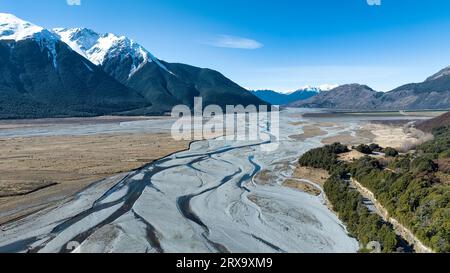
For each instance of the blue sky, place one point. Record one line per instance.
(281, 45)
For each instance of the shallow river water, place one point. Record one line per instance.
(204, 199)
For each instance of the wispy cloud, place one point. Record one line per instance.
(228, 41)
(73, 2)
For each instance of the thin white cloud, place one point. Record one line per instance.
(228, 41)
(73, 2)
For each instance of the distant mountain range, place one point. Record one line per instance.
(79, 72)
(433, 93)
(278, 98)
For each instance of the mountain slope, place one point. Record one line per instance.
(164, 84)
(276, 98)
(345, 97)
(433, 93)
(40, 76)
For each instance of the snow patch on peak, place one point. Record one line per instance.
(98, 48)
(444, 72)
(15, 29)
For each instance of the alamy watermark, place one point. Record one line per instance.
(255, 123)
(374, 2)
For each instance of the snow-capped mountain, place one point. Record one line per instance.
(41, 76)
(15, 29)
(163, 84)
(102, 49)
(78, 72)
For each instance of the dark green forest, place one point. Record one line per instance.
(413, 187)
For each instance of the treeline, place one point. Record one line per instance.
(349, 203)
(413, 187)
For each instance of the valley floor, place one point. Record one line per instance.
(216, 196)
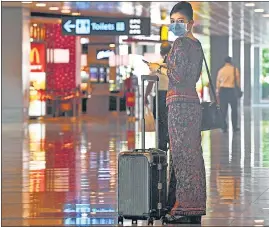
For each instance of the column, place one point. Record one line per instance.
(247, 75)
(15, 63)
(219, 47)
(15, 98)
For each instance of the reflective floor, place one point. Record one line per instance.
(64, 172)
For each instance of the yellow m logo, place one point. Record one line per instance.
(34, 56)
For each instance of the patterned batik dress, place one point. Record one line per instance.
(184, 123)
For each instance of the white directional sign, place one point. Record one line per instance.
(68, 26)
(105, 26)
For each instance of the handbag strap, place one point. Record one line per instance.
(210, 79)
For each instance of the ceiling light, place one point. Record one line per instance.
(65, 11)
(40, 4)
(76, 14)
(54, 8)
(250, 4)
(66, 7)
(258, 10)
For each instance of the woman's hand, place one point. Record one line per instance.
(153, 67)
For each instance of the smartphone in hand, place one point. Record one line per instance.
(146, 62)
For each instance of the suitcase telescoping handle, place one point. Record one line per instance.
(143, 123)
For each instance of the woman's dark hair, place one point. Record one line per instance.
(184, 8)
(228, 60)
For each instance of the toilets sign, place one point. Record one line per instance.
(83, 26)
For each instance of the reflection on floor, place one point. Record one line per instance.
(66, 173)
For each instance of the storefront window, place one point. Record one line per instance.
(264, 79)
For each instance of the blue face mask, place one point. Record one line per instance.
(179, 29)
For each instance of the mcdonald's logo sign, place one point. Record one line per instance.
(37, 57)
(34, 56)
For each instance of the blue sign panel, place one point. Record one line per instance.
(105, 26)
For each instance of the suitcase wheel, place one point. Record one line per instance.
(120, 220)
(150, 221)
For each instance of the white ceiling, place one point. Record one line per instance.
(212, 18)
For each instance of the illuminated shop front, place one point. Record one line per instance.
(37, 104)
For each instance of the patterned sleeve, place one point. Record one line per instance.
(177, 62)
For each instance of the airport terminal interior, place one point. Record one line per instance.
(72, 102)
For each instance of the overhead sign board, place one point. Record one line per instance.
(104, 54)
(105, 26)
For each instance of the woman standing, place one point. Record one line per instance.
(184, 65)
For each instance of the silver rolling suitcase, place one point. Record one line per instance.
(142, 177)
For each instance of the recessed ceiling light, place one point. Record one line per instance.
(258, 10)
(76, 14)
(250, 4)
(54, 8)
(65, 11)
(40, 4)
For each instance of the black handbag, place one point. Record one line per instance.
(237, 90)
(212, 117)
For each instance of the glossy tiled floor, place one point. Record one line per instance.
(64, 173)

» Directive: Reproduce the stretch from the line containing "For each instance of the suitcase wheel, place" through the end of the records, swapping "place one point" for "mark one location" everywhere it occurs and leaving everything else unchanged.

» Task response:
For each instance of the suitcase wheel, mark one location. Record one line per instance.
(120, 220)
(150, 221)
For each instance of the white ceiling, mark one location. Record one line per instance.
(212, 18)
For each instance of the illuminated shop front, mark one location. Record one line per instance.
(37, 104)
For each instance of the patterned sleeve, mark one location. Record one line per instance.
(177, 62)
For each instance of the airport terminal interior, mark one location. Record one line per instance.
(72, 102)
For each instance of the overhead sign board, mark one location. Record one line per instance.
(104, 54)
(105, 26)
For each instance of the woman standing, mark one location. Record one line per instance.
(184, 65)
For each instance of the silver rolling suitcase, mark one location. Record one line per instance.
(142, 177)
For each instance of the recessed ceiling light, mark one location. Record one line per instance.
(258, 10)
(76, 14)
(250, 4)
(54, 8)
(65, 11)
(40, 4)
For each instance of the black handbag, mark one location. Record one line per instance.
(237, 90)
(212, 117)
For each instance of the glossy tiled floor, mark one location. Record one line per instance.
(64, 173)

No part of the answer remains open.